In the material below, find each line with the word "thatched" and list it.

(Given data)

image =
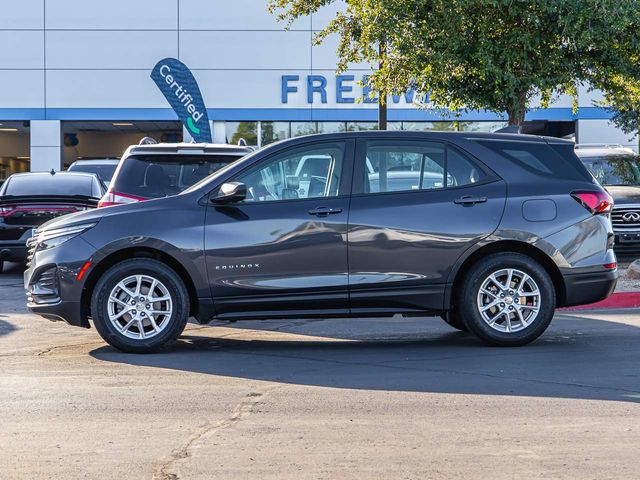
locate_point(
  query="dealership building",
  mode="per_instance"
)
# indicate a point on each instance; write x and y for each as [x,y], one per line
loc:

(End Given data)
(Given data)

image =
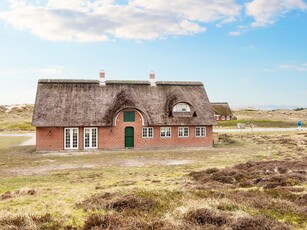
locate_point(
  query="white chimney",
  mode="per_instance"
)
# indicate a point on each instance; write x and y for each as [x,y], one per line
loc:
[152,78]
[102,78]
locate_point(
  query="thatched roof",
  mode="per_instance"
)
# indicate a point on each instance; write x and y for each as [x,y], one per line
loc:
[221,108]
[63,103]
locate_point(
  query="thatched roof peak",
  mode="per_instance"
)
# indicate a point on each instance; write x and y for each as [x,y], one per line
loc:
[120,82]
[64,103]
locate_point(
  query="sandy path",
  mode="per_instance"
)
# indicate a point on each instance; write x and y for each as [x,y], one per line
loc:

(End Given data)

_Solution to the problem_
  query="thatched roof",
  query="thatched roof peak",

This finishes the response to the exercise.